• **Extracted data**
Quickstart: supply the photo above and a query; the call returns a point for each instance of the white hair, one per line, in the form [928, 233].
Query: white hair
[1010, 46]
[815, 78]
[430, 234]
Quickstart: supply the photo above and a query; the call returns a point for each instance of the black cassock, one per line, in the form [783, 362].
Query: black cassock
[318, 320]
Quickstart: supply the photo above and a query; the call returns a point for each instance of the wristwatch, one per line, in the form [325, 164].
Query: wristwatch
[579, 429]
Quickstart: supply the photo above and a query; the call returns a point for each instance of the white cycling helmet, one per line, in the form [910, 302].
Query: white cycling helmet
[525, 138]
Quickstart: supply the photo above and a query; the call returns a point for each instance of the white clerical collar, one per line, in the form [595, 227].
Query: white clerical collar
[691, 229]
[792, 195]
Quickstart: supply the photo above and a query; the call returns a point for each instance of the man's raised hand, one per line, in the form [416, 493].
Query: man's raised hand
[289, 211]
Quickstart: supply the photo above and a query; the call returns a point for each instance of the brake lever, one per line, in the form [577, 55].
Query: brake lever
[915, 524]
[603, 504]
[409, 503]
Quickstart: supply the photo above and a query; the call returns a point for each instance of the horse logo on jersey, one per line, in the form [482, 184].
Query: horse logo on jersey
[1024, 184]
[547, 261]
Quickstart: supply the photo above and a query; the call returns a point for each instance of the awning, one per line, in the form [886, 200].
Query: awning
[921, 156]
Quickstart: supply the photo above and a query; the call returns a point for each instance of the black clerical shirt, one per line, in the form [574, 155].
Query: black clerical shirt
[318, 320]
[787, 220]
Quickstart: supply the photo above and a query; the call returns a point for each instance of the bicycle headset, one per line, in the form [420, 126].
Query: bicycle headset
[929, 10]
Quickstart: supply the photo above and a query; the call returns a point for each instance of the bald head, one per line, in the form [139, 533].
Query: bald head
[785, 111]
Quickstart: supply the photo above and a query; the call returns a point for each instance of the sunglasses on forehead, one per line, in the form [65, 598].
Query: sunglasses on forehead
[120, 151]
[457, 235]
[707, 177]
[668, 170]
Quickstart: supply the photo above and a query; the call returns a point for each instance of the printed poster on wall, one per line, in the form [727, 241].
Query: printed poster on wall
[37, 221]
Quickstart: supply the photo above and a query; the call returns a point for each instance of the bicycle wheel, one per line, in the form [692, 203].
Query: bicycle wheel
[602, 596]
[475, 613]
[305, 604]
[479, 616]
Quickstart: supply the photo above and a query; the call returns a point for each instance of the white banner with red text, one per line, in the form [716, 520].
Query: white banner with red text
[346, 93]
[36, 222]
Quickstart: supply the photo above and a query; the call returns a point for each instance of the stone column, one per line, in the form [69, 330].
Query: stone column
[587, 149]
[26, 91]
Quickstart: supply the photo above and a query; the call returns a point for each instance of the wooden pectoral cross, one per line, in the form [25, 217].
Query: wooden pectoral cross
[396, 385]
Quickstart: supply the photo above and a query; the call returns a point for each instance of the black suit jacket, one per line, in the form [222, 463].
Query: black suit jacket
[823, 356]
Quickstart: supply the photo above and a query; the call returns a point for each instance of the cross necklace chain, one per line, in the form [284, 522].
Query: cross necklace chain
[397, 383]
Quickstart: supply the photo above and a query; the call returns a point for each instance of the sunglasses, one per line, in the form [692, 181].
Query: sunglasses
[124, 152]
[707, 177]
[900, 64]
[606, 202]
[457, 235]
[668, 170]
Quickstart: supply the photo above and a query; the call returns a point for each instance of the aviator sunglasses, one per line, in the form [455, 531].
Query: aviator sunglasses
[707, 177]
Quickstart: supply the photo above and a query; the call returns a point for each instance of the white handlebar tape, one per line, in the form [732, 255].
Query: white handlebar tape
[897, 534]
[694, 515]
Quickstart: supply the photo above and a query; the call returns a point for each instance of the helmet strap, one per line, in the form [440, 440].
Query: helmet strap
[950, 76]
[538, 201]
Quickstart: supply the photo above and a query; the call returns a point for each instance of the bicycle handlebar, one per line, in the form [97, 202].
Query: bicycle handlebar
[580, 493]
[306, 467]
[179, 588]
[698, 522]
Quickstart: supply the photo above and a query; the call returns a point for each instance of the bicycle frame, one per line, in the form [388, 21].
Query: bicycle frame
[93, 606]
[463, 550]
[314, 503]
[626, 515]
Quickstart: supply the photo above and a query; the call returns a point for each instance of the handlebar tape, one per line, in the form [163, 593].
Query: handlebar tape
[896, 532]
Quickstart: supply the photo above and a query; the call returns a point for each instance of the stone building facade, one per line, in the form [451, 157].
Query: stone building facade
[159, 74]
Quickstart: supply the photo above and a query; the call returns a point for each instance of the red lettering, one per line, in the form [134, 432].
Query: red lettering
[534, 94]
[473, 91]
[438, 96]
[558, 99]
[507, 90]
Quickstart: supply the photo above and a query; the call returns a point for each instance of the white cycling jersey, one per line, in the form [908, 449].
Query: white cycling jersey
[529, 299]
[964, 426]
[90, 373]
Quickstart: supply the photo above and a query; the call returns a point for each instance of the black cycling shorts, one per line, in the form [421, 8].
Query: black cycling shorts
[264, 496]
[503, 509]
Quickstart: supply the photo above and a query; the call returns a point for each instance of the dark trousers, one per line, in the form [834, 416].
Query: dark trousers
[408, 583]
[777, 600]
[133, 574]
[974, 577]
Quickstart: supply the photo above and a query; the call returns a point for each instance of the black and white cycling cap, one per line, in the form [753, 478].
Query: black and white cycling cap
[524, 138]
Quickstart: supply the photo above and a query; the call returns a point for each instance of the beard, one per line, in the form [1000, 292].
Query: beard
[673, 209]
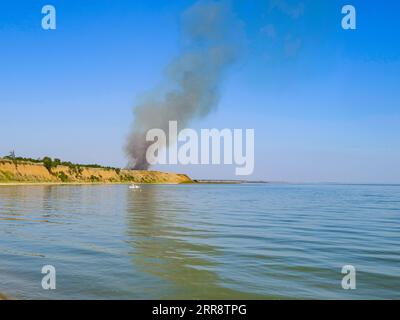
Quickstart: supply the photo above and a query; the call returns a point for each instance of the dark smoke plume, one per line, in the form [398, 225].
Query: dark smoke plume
[210, 45]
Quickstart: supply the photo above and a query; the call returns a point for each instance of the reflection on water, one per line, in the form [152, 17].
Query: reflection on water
[200, 241]
[160, 247]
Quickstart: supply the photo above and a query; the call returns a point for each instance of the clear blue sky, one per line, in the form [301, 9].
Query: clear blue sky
[324, 102]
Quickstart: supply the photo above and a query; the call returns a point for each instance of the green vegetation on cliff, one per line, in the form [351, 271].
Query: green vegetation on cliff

• **Try it**
Pictures are to be left out; all other data must be returned exactly.

• **Output**
Quickstart: supply the photo above and a query; the call returns a point for each instance of the white hair, one per line, in the form [928, 233].
Query: white hair
[1010, 46]
[815, 78]
[430, 234]
Quickstart: supply the photo above and a query; the call returns a point for each instance of the black cassock, one per line, in the form [783, 362].
Query: black cassock
[318, 320]
Quickstart: supply the photo above and a query; the call returns a point for each instance of the wristwatch, one per line, in the form [325, 164].
Query: wristwatch
[579, 429]
Quickstart: supply the photo above and a query; the call returns a point for each instance of the white cycling helmet, one per line, in the form [910, 302].
Query: white cycling helmet
[525, 138]
Quickstart: supply the photo above and a query; the call returns a point for each instance of the white clerical collar, one per line, in the form [595, 227].
Query: white clerical collar
[691, 229]
[792, 195]
Quickstart: supply the photo above and a query; the call returns a point for each instance of the man's raised hand, one per line, in the form [416, 493].
Query: man's raised hand
[289, 211]
Quickstart: supply the photo above and a query; the call returns a point for each instance of the brake lever, one per line, in the form [577, 55].
Query: brake lever
[915, 524]
[603, 504]
[409, 503]
Quickstart: supply the photo above and a query; the call returns a point for each instance of the horse logo on jersey, one per line, in the form [482, 184].
Query: horse logo on jersey
[1024, 184]
[547, 261]
Quickstart: supply the photo above and a query; the call returns a point for each instance of the awning, one per line, in the form [886, 200].
Query: awning
[921, 156]
Quickstart: supply the photo above and a query; the call returns a point for each instance of the black clerical shirt, one per line, in the form [574, 155].
Query: black clerical shirt
[318, 320]
[787, 220]
Quickstart: supply the photo above and a query; the call returns a point for each instance of the bicycle headset, one per line, in the form [420, 126].
Query: bicycle headset
[929, 10]
Quickstart: supply the photo above and a query; the call returns a point for each instance of the bald head, one per line, in the form [139, 533].
Query: bald head
[785, 111]
Quickstart: supply the photo above and a query; the call returns a point for each instance of the sunglasses on forehead, one per line, in the form [65, 598].
Query: sunglasses on forehead
[120, 151]
[457, 235]
[707, 177]
[668, 170]
Quickstart: supply the photo above and a query; the call returns a point for each instance of the printed poster on wall, one per line, in the form [727, 241].
Query: printed poster on wall
[37, 221]
Quickstart: supply the photo above and a query; the call returns a point for each instance of the bicycle wheel, one per line, in the form [692, 203].
Query: bicycle wheel
[602, 596]
[475, 613]
[305, 604]
[479, 616]
Quickstart: supply the photo above and a query; the call returns a point for each instance of the white banner with red text, one per line, in the form [716, 520].
Query: white banner with red text
[346, 93]
[36, 222]
Quickstart: supply the photo above and a query; the call returns a point for each instance of the stone column, one per line, in the form [69, 330].
Query: stone column
[587, 149]
[26, 91]
Quickstart: supply the photo above and a query; the call returns a point for each instance of the wooden pectoral cross, one per line, in the form [25, 217].
Query: wooden pectoral cross
[396, 385]
Quickstart: supply the photo above and a query; the call returns a point for each instance of the black suit jacket, one per line, in the form [222, 463].
Query: black suit jacket
[823, 356]
Quickstart: supply the photo above and a query; the call returns a point for each instance of the cross necklace chain, one per line, in the form [284, 522].
Query: cross necklace chain
[397, 383]
Quickstart: supply the photo above and a query; the call returns a point for each instance of the sunglasses, one per line, in the form [692, 181].
Query: sunglasses
[124, 152]
[707, 177]
[900, 64]
[606, 202]
[457, 235]
[668, 170]
Quickstart: supply the photo above and a query; the call returns a point for each instance of the aviator sunglasses, one per line, in the form [455, 531].
Query: aviator sunglasses
[707, 177]
Quickstart: supply the photo above and a query; the call returns a point for each instance of the white handlebar tape, one per line, in the form [732, 255].
Query: white handlebar tape
[897, 534]
[694, 515]
Quickstart: supply the photo above and a query; the call returns a point for each instance of the helmet strap, one per line, in the form [440, 440].
Query: helmet strap
[950, 76]
[538, 201]
Quickstart: supply the photo above and a query; the call returns a point for each instance of the bicycle handlebar, one per line, in the form [97, 202].
Query: bicycle handlebar
[580, 493]
[306, 467]
[179, 588]
[698, 522]
Quickstart: supply the photo above and a query; the call returns a point for each instance of the bicycle frame, one per line, in the form [388, 21].
Query: bicycle frame
[93, 606]
[463, 550]
[314, 503]
[626, 515]
Quickstart: supply the photo above and a query; the call returns a point for each instance of the handlebar tape, one per line, in the form [163, 593].
Query: handlebar tape
[896, 532]
Quickstart: supply the photo above and a query; the call returns a point for each instance of the stone building facade, one per line, in the form [451, 157].
Query: stone building facade
[159, 74]
Quickstart: supply the photo above and a query; the call returns a point for each instance of the red lettering, one per line, in the form [134, 432].
Query: red lettering
[534, 94]
[473, 91]
[438, 96]
[558, 99]
[507, 90]
Quickstart: supply the photo above and a query; the call returns a point for each instance of the white cycling jersey, one per line, in the form [908, 449].
Query: white cycling jersey
[529, 299]
[964, 426]
[90, 373]
Quickstart: supply the photo above and a query; the call returns a point for each instance of the black cycling shorts, one per line, in the form [421, 8].
Query: black cycling shorts
[264, 496]
[503, 509]
Quickstart: supply the photo above and a query; the call returns a point for each instance of the dark trousers, one per line, in the form [834, 416].
Query: dark trousers
[408, 583]
[777, 600]
[133, 574]
[974, 577]
Quickstart: supply the photo above and a query; the call returns a point for each instance of the black and white cycling cap, one per line, in the form [753, 478].
Query: black and white cycling cap
[524, 138]
Quickstart: supply the photo above and a query; the call returns a point for each instance of the beard, one per line, in the form [1000, 292].
Query: beard
[673, 209]
Quickstart: supply the photo above and a query; the call returns a point for each instance of the dark smoke plume, one per line, in the form [398, 225].
Query: dark smoke plume
[210, 45]
Quickstart: supply the photo above and a query; the call returns a point for each instance of the reflection on water, one per line, in the form [152, 17].
Query: reflection on water
[200, 241]
[160, 247]
Quickstart: supply the photo above and a query; the call returns a point for each instance of the clear blue sky, one per line, in the form [301, 9].
Query: clear blue sky
[324, 102]
Quickstart: supply the photo above and a query; the call returns a point for each instance of the green vegetation on cliff, one per line, in the form [351, 271].
Query: green vegetation on cliff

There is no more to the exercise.